Begin TASK MATERIAL

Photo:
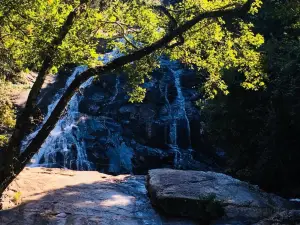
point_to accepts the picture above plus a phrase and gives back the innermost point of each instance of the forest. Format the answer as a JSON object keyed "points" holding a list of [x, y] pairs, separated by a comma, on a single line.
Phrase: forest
{"points": [[229, 68]]}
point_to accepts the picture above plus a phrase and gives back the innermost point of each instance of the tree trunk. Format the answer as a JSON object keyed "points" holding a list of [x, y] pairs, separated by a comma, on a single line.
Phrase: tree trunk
{"points": [[10, 170]]}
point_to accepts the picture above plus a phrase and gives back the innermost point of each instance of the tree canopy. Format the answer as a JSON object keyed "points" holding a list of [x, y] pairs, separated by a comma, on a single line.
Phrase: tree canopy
{"points": [[209, 36]]}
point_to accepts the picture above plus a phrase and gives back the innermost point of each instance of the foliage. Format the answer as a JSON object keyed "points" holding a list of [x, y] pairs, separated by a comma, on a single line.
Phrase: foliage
{"points": [[27, 32], [259, 130]]}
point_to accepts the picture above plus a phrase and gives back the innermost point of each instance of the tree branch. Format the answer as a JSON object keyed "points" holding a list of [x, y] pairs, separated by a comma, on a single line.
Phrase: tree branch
{"points": [[37, 142]]}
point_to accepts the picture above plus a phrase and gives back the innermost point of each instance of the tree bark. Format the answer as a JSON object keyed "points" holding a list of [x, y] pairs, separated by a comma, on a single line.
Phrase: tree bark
{"points": [[23, 123], [36, 143]]}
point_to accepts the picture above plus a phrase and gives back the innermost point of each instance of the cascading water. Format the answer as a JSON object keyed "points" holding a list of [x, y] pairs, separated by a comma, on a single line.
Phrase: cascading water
{"points": [[66, 140], [176, 109]]}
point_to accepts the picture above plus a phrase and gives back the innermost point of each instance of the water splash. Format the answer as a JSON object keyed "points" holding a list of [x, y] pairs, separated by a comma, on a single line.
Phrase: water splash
{"points": [[66, 138], [176, 109], [113, 98]]}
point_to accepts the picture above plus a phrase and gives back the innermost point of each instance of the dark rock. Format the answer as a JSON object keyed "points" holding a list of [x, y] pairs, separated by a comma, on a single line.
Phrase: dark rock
{"points": [[202, 195], [291, 217]]}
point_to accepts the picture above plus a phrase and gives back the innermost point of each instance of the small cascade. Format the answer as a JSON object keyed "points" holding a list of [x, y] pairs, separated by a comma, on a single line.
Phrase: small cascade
{"points": [[176, 109], [66, 143], [180, 101], [117, 85], [51, 107], [65, 140]]}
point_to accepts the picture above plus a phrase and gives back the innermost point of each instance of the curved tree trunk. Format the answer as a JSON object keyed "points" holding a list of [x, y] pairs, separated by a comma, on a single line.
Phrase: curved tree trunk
{"points": [[9, 171]]}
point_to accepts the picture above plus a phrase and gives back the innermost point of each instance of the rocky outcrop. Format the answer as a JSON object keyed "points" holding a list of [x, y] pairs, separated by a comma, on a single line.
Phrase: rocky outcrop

End TASK MATERIAL

Copy all of the items above word for word, leaving out the pictures.

* WRITTEN RESPONSE:
Photo:
point_to accepts the picture above plus a phrase and gives back the innermost point of each instance of the forest. Format the answer as a JSON object keyed "points" holding a list of [x, y] pairs, separated by a comma, on a single line.
Phrase: forest
{"points": [[229, 68]]}
point_to accepts the picture above plus a phrase and gives back the innermost point of each instance of the tree trunk. Format the answer as a JSON object keyed "points" holding a list of [x, y] pairs, separated by a comma, on a single line.
Phrase: tree trunk
{"points": [[10, 170]]}
point_to accepts the picture above plus a phrase and gives back the innermost point of each instance of the tree canopy. Format the answer as a JSON object keyed "points" holding a list of [x, y] pairs, separated by a comma, on a single line.
Phrase: tree canopy
{"points": [[209, 36]]}
point_to accepts the picture above plus a phrase and gives back the innermost point of each instance of the foliage. Format the answer as a JSON object keyed "points" holding a list of [x, y] pairs, separated by a comma, on a single line.
Phrase: foliage
{"points": [[27, 32], [259, 130]]}
point_to accepts the picture above plus a phrase and gives back the innermost point of each instance of the tree branch. Format the answer as a JSON object keyed "points" holding a list of [x, y] pairs, separated by a comma, on a single line.
Phrase: tree branch
{"points": [[37, 142]]}
point_to accepts the picture above plus a phrase and gives back the innermost point of each instance of the tree bark. Format the answer as a JSON object keyed "points" holding a list of [x, y] pairs, separated by a comma, on a single line.
Phrase: tree bark
{"points": [[23, 123], [36, 143]]}
point_to accepts the picture above plus a phrase and gives back the innermost point of each instance of the cascading water. Format the answer as a JSON object keyed "points" holding a list of [x, y] pairs, separated by a comma, on a single line.
Phrase: cascading water
{"points": [[66, 140], [176, 109]]}
point_to accepts the picture above plus a phrase and gives back the innermost point of each instance of the water splash. Format the answer as a JSON object keyed "points" holding a list of [x, y] pairs, separated by a comma, on a single line.
Phrase: water splash
{"points": [[66, 138], [176, 109], [113, 98]]}
point_to accepts the picture above plus a phrase and gives back the innermost point of each instance of the dark rock. Format the answer as a JSON object keyed "points" holding a list of [x, y] pairs, separated by a comma, on a single line.
Phrase: dark rock
{"points": [[202, 195], [291, 217]]}
point_to accepts the picture above plus a phrase and gives back the innermost point of each instance of the small cascade. Format the answer as a JSON object keyed "points" holding a list of [x, y] pairs, separated by a comma, on a single line.
Phrase: small cascade
{"points": [[176, 109], [66, 143], [180, 101], [117, 85], [51, 107], [65, 140]]}
point_to accepts the picture above plus a phrase and gives back the innermost point of each instance of the curved tree trunk. Format the answer as a JSON object keyed "points" holding a list of [x, y] pairs, separated by a comma, on a single line.
Phrase: curved tree trunk
{"points": [[9, 171]]}
point_to accepts the picture above plus a phrase and gives back the innermost point of each instance of the rocky outcrop. Format the answer as a JSON object keyed "points" holding a list of [x, y] pairs, separated by a comma, on a single line.
Phrase: rocky outcrop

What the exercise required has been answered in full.